__What the exercise asks__:
Each line in the entries below that holds the string "query" must be copied.

__Data__:
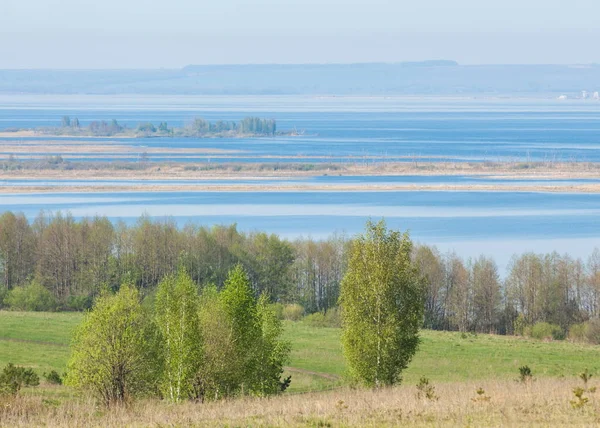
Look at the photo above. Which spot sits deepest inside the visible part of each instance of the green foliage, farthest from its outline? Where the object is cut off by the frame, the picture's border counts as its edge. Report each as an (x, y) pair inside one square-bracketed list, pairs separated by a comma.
[(31, 297), (219, 372), (585, 376), (177, 319), (3, 294), (481, 397), (426, 390), (53, 377), (544, 330), (13, 378), (292, 312), (382, 299), (243, 350), (272, 352), (113, 353), (525, 374), (331, 318)]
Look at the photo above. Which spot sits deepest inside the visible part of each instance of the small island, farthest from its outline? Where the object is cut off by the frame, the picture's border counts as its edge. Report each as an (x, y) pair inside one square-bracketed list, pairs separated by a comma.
[(198, 128)]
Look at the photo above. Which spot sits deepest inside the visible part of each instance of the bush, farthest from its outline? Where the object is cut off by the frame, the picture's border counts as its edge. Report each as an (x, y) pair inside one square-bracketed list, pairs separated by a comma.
[(30, 297), (293, 312), (277, 308), (79, 303), (53, 377), (544, 330), (3, 294), (13, 378), (331, 318)]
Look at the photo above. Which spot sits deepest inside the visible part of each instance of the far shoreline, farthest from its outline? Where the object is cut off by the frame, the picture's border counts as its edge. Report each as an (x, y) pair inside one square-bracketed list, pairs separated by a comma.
[(257, 173)]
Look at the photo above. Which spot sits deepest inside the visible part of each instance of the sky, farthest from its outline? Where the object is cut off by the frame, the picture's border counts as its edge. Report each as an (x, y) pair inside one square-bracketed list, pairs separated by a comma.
[(117, 34)]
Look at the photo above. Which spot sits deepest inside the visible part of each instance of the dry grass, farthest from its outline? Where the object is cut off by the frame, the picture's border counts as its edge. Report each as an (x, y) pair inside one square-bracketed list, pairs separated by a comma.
[(542, 402)]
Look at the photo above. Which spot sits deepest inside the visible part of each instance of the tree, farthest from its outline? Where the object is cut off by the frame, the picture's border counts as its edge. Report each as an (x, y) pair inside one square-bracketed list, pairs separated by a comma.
[(382, 300), (30, 297), (219, 373), (487, 295), (240, 306), (176, 310), (430, 265), (272, 353), (113, 354)]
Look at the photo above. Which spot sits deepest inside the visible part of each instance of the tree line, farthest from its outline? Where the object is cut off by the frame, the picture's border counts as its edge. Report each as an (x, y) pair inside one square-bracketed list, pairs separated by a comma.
[(198, 127), (59, 263), (179, 344)]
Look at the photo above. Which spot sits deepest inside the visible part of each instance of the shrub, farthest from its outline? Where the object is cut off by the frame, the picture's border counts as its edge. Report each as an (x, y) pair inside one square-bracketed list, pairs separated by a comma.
[(519, 325), (13, 378), (577, 332), (30, 297), (53, 377), (293, 312), (544, 330), (525, 374), (331, 318), (426, 390), (114, 349), (79, 303)]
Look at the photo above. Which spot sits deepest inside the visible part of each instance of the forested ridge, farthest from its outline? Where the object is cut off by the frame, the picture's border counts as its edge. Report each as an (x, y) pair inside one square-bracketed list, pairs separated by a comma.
[(198, 128), (59, 263)]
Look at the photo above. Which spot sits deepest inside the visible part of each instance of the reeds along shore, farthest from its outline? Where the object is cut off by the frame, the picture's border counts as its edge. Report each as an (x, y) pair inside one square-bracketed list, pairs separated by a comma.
[(143, 168), (540, 402)]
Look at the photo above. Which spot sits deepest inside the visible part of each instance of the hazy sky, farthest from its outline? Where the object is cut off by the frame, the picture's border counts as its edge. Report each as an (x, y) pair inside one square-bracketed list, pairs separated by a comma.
[(173, 33)]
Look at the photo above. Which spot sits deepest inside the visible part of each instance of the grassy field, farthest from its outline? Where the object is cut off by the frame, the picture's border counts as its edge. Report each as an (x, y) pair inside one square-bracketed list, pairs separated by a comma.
[(457, 365), (40, 341)]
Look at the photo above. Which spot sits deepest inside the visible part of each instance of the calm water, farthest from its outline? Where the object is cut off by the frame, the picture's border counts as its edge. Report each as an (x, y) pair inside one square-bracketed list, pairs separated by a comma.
[(497, 224), (357, 130), (341, 130), (314, 181)]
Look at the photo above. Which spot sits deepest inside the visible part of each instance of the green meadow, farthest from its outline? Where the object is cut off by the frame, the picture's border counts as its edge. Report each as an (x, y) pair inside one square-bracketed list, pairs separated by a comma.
[(41, 341)]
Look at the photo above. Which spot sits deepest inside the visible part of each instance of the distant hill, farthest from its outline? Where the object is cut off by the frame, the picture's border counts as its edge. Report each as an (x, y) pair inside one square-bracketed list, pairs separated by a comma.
[(411, 78)]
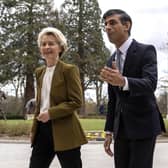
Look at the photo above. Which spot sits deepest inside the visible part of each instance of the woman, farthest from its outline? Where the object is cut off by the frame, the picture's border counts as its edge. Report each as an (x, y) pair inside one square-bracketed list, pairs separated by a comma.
[(56, 129)]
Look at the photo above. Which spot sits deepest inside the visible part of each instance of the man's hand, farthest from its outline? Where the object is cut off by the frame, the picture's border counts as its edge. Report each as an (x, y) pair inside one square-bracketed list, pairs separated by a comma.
[(112, 76), (43, 117), (107, 144)]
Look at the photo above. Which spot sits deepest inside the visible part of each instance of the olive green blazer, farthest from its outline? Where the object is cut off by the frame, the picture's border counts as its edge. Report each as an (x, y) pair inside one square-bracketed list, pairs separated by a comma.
[(65, 100)]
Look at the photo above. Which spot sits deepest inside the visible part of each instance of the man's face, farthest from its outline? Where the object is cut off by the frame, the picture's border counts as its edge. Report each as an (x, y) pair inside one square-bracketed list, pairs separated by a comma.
[(116, 31)]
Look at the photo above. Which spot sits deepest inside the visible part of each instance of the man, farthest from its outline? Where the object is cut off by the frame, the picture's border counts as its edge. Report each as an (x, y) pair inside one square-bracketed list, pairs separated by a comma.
[(133, 116)]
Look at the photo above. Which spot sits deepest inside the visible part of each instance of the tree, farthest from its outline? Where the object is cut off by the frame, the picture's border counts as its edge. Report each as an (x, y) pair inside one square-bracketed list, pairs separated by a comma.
[(82, 25)]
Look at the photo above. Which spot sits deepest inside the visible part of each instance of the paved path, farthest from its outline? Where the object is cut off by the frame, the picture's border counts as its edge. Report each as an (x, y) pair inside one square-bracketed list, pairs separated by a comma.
[(16, 155)]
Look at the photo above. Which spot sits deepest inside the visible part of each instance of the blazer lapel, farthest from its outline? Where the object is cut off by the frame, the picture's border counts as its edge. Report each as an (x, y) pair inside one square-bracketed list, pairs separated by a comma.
[(131, 54)]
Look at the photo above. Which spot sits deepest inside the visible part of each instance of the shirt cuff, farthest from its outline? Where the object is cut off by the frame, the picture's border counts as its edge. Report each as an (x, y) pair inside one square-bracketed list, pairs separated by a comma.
[(126, 86)]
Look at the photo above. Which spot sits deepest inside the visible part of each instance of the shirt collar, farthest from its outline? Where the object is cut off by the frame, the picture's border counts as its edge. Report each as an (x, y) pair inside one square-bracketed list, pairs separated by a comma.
[(124, 47)]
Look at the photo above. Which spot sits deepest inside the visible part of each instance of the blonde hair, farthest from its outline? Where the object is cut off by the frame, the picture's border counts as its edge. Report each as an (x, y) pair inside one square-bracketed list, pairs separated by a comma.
[(58, 35)]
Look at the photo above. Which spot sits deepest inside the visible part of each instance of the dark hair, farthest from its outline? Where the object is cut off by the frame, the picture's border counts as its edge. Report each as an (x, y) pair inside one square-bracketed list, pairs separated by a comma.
[(124, 17)]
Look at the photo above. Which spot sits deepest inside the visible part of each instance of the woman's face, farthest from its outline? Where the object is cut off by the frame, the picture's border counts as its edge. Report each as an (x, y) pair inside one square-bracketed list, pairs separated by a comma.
[(50, 48)]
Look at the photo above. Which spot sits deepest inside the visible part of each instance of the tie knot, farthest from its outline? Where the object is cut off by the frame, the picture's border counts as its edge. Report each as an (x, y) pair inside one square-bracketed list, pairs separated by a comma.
[(118, 52)]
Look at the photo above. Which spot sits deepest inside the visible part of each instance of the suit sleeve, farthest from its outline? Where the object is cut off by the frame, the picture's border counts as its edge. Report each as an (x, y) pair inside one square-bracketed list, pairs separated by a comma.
[(74, 95), (145, 83)]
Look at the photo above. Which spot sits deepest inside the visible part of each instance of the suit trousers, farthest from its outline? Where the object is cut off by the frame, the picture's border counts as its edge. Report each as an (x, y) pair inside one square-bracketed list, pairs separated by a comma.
[(133, 153), (43, 151)]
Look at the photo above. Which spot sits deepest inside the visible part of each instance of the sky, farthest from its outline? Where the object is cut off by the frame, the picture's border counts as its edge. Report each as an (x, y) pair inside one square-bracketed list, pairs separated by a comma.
[(150, 24)]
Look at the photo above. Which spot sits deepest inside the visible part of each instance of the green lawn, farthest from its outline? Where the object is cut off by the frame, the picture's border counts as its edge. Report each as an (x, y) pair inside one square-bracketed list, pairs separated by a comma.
[(22, 127)]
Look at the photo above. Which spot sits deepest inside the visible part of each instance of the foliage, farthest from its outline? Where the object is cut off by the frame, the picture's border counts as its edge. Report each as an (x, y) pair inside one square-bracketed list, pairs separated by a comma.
[(82, 26)]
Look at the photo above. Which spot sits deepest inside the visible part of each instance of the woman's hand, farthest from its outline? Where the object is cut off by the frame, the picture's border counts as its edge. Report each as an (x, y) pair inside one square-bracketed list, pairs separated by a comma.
[(43, 117)]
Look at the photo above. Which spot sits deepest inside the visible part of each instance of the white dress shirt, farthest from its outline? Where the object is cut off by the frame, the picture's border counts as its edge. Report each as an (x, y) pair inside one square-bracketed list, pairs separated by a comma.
[(123, 49), (45, 91)]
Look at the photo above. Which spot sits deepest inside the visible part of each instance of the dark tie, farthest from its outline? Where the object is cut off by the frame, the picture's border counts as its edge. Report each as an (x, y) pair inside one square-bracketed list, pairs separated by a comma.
[(118, 60)]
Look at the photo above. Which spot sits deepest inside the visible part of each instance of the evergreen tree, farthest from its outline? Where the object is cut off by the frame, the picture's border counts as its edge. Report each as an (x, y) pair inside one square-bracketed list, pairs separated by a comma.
[(82, 24)]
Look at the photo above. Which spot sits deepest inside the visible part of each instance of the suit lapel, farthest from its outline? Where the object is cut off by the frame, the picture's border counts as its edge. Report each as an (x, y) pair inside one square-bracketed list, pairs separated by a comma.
[(57, 75), (131, 54)]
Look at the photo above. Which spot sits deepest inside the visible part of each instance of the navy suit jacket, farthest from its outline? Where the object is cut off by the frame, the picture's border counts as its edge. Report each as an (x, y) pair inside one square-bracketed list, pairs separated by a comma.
[(137, 107)]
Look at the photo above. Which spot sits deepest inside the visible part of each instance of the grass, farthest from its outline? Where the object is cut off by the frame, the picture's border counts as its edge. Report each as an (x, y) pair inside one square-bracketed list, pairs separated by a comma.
[(22, 127)]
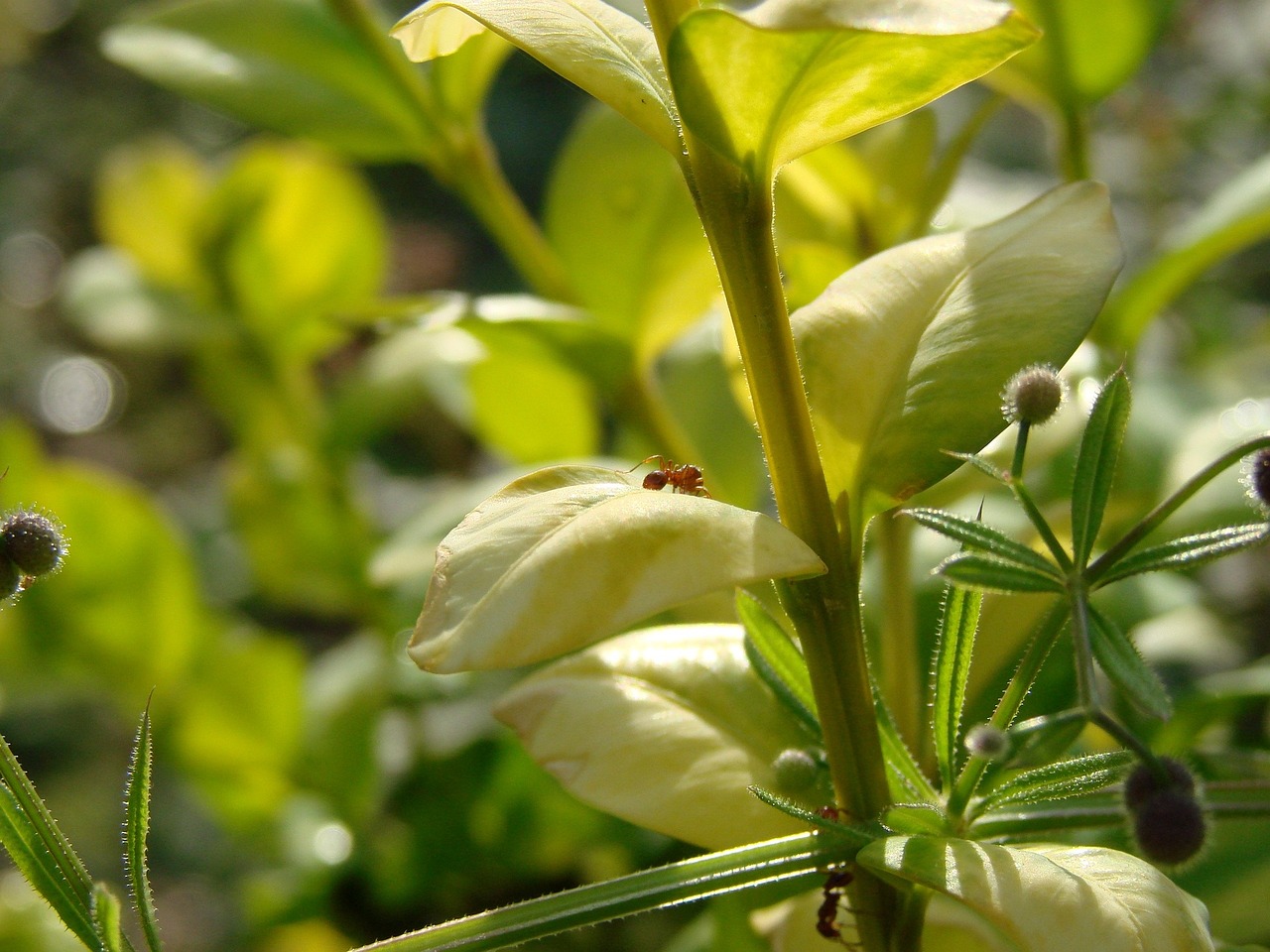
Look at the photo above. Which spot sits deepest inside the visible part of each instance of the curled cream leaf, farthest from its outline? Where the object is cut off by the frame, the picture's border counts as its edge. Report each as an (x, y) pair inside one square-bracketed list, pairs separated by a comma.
[(780, 77), (906, 354), (594, 46), (1051, 897), (571, 555), (665, 728)]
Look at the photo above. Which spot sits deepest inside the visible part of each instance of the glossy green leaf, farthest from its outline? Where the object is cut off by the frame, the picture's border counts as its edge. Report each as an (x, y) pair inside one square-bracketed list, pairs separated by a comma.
[(667, 728), (1125, 667), (1066, 778), (1095, 463), (621, 218), (590, 44), (956, 631), (572, 553), (1087, 51), (1051, 897), (975, 535), (136, 829), (987, 572), (781, 77), (287, 64), (1189, 551), (778, 660), (1234, 217), (906, 354)]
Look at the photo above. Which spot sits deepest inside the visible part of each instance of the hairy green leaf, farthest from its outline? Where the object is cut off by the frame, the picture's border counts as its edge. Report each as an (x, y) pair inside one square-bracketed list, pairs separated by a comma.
[(1189, 551), (136, 829), (987, 572), (975, 535), (778, 660), (956, 631), (1124, 666), (1095, 463), (1066, 778)]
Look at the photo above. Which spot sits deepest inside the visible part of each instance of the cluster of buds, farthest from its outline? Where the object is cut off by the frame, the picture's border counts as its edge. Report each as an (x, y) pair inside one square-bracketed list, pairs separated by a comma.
[(31, 544)]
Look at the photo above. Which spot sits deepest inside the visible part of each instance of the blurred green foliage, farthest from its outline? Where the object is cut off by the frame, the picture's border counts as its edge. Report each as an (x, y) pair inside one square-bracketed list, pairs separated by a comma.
[(234, 367)]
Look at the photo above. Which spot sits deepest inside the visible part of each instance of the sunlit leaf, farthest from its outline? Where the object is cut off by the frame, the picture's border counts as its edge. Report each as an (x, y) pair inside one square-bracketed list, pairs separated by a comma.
[(622, 221), (572, 553), (1048, 897), (287, 64), (781, 77), (906, 354), (590, 44), (666, 728), (1095, 463), (1234, 216)]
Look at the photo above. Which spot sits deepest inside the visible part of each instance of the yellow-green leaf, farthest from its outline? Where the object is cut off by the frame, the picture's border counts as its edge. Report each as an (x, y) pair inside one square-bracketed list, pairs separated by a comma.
[(665, 728), (906, 354), (590, 44), (571, 555), (1051, 897), (770, 82)]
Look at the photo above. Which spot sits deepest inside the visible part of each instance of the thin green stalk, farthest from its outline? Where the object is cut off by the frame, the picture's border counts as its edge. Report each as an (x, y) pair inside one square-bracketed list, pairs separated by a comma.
[(774, 861), (901, 669)]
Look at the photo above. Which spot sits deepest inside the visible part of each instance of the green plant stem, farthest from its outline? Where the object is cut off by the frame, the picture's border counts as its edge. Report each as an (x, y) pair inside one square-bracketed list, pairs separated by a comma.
[(462, 159), (715, 874), (901, 670)]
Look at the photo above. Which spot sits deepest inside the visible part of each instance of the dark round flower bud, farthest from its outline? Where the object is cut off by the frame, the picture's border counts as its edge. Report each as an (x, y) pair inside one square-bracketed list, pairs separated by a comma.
[(10, 578), (987, 742), (795, 771), (1169, 826), (1259, 479), (33, 542), (1033, 395), (1143, 780)]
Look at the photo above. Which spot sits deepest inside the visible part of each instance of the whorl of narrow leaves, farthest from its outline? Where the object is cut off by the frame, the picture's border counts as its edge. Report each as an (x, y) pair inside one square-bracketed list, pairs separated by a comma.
[(1033, 395)]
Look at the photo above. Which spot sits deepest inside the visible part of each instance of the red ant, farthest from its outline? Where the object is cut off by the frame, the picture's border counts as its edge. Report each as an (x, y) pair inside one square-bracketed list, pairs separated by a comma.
[(686, 479), (826, 915)]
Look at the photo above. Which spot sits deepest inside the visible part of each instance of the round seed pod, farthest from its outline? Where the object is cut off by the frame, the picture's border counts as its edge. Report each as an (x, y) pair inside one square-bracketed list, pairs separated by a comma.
[(33, 542), (1142, 782), (1033, 395), (987, 742), (1170, 826)]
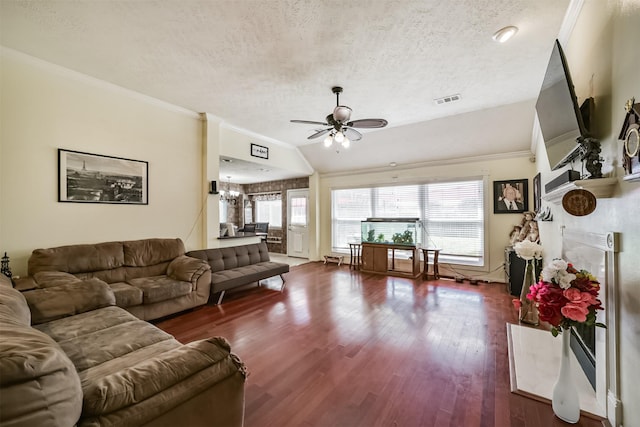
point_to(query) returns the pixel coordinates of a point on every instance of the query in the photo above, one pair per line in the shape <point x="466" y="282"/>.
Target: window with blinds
<point x="452" y="214"/>
<point x="269" y="209"/>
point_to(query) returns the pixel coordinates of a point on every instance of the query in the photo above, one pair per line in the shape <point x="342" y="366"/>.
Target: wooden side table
<point x="425" y="255"/>
<point x="334" y="258"/>
<point x="355" y="251"/>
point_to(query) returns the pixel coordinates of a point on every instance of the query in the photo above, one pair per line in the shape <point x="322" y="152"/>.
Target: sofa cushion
<point x="52" y="303"/>
<point x="186" y="268"/>
<point x="77" y="258"/>
<point x="142" y="253"/>
<point x="13" y="305"/>
<point x="47" y="279"/>
<point x="39" y="385"/>
<point x="160" y="288"/>
<point x="96" y="337"/>
<point x="126" y="295"/>
<point x="251" y="273"/>
<point x="151" y="377"/>
<point x="237" y="256"/>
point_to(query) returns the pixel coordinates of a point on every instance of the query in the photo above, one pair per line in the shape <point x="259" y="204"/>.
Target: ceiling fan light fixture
<point x="504" y="34"/>
<point x="341" y="114"/>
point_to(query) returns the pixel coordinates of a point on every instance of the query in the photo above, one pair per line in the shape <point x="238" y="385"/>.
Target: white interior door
<point x="298" y="223"/>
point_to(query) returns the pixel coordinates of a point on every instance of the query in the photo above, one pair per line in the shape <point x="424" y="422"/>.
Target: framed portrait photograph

__Solution below__:
point_to(query) returns the pixel coordinates of a point on every instance of the query in the photo above, one pair per line in the shape <point x="466" y="282"/>.
point_to(query) returns the pixel coordinates of a point on every instance of the query in the photo above, one pair per line in the shape <point x="342" y="366"/>.
point_to(query) returns the pixel coordinates of a point on every instance of the query in the photo above, one pair per line in the shape <point x="322" y="152"/>.
point_to(query) returns the pixel coordinates of a point on every instance of the query in the photo above, one pair per line in the shape <point x="259" y="204"/>.
point_to(query) returns the pixel coordinates of a point on every instance of the query in the photo above, one pair per line in the shape <point x="238" y="385"/>.
point_to(query) returns the pixel coordinates of a point on every instance of the query in the photo above, one pair per line in the shape <point x="424" y="422"/>.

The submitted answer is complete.